=== Source extract ===
▬▬▬▬▬▬▬▬▬▬
By Paul-John Ramos

A man and woman undergoing hard economic times fall hopelessly in love on their first meeting. Sharing a passion for gunplay, they kick off a series of robberies with increasingly high stakes. This puts law enforcement on the couple’s tail and they are soon running for their lives while also trying to pocket cash and having some fun in doing it.
When reading this description, many vintage movie fans will attribute it to Bonnie and Clyde, the 1967 classic by Arthur Penn that broke barriers for depictions of violence and sex. Yet almost twenty years prior, a ‘B’ crime thriller named Gun Crazy reached screens with the very same premise. Itself influenced by the real-life saga of Bonnie Parker and Clyde Barrow, Gun Crazy was an obvious inspiration for Penn when making his later film, as he should have acknowledged.
Gun Crazy, released by United Artists in 1950, derives from a short story by MacKinlay Kantor that appeared in The Saturday Evening Post a decade earlier. Producers Frank, Maurice, and Herman King – the ever-present King Brothers – had been interested in making a film adaptation for several years but appeared to wait until after World War II ended and censorship began to relax. Joseph H. Lewis, a reliable director of ‘B’ thrillers and Westerns whose career lasted from the late 1930s until a foray into television during the mid-’60s, took on the project with a meagre budget of $400,000 and a screenplay co-authored by Kantor and blacklisted writer Dalton Trumbo, who was fronted by Millard Kaufman (Bad Day at Black Rock) in the credits.
The film was a total failure, both critically and financially, upon its release. United Artists, worried that a title like Gun Crazy might be too racy for audiences, decided to package it as the more generic Deadly is the Female. Critics paid the film little to no attention and few people actually saw it. When the poor receipts began filing in, UA restored Gun Crazy as its name and attempted to redistribute it, but theaters wanted nothing to do with a film that already made the rounds and didn’t draw business. The film reportedly grossed around $17,000.
▬▬▬▬▬▬▬▬▬▬
=== Dataset excerpt ===
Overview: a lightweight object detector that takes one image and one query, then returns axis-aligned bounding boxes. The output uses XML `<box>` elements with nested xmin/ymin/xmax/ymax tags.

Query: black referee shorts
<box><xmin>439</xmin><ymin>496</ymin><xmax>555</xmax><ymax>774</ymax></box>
▬▬▬▬▬▬▬▬▬▬
=== The problem ===
Could you continue the piece on Gun Crazy from the point where it stops? The data here has no connection to the text about the film Gun Crazy.

=== Task result ===
Gun Crazy went into immediate obscurity but found new life in the 1960s and ’70s when directors like Penn, Paul Schrader, and French New Wave icons Jean Luc-Godard and Francois Truffaut acknowledged – directly and indirectly – its influence on their work. At that time, only the most erudite tended to know of Gun Crazy’s existence. It has since become an essential of crime film fans and usually serves as a film history reference point. Gun Crazy was inducted to the U.S. National Film Registry in 1998, having been recognized for its importance to the genre.
Watching Gun Crazy today, like many other crime films of its era, can be a strange mix of the vile, riveting, uplifting, cute, corny, and compelling. There tends to be a perceived innocence of the time one is looking into, only for it to be shattered by crimes the given film is depicting. Joseph H. Lewis, with help from Kantor and Trumbo’s script, was able to make Gun Crazy an unsettling experience by zigzagging its plotline between a love story – embellished by the lush soundtrack of Victor Young – and the breakneck action that drives everything forward. And while this alternation happens, there is an overarching sense of doom for the couple involved.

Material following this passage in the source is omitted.